#### Given entries ####
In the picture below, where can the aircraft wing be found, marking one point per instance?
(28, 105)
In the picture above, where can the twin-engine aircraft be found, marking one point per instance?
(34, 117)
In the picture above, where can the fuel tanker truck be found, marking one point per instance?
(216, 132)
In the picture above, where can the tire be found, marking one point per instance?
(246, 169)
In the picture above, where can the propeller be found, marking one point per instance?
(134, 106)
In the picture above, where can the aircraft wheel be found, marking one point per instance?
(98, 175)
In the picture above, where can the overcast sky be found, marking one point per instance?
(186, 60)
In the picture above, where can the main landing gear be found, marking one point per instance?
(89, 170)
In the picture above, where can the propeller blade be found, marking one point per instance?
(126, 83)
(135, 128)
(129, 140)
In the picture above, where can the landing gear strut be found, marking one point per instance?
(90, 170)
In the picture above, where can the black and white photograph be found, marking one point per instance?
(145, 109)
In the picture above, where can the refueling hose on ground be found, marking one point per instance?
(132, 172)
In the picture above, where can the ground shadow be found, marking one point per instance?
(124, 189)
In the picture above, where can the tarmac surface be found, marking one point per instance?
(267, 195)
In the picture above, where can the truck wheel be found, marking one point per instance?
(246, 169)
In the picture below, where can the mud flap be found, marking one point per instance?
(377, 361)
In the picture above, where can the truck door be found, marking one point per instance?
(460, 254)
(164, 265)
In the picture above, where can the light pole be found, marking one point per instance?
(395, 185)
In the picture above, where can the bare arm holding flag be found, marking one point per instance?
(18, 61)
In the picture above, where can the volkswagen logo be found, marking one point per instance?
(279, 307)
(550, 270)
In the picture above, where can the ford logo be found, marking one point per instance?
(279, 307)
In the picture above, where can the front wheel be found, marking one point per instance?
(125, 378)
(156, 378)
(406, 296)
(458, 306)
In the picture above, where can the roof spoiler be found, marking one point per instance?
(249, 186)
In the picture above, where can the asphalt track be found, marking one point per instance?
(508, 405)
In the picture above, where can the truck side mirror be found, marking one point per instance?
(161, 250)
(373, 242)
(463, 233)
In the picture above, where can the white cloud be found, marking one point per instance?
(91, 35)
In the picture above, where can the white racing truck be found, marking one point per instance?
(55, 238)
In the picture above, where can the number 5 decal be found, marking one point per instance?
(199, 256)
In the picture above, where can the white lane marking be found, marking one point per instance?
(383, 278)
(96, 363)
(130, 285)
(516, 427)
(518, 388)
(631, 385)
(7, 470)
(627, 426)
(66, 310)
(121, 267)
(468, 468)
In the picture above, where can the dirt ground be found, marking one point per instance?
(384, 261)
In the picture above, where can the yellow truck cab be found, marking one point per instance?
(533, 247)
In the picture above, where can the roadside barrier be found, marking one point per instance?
####
Extract the rows above verbatim, starting with the line that contains "In the picture above, where can the truck side" and continuing through the final row.

In the picture above, where can the truck side mirror be found, marking one point per instance?
(161, 250)
(373, 242)
(463, 233)
In the picture above, where can the white cloud be found, marking one point per instance?
(91, 35)
In the picture above, where can the white racing truck be found, marking one point per instance?
(55, 238)
In the picture above, where can the number 5 decal be found, marking one point per instance?
(199, 256)
In the picture above, where can the white lane marking be found, marking one point per instance?
(383, 278)
(96, 363)
(130, 285)
(516, 427)
(518, 388)
(631, 385)
(7, 470)
(627, 426)
(66, 310)
(121, 267)
(468, 468)
In the picture above, where can the dirt ground be found, marking one point per instance?
(384, 261)
In the picture above, where can the yellow truck cab be found, marking one point per instance?
(533, 247)
In the picture above, where can the roadside barrier be found, marking one point per instance?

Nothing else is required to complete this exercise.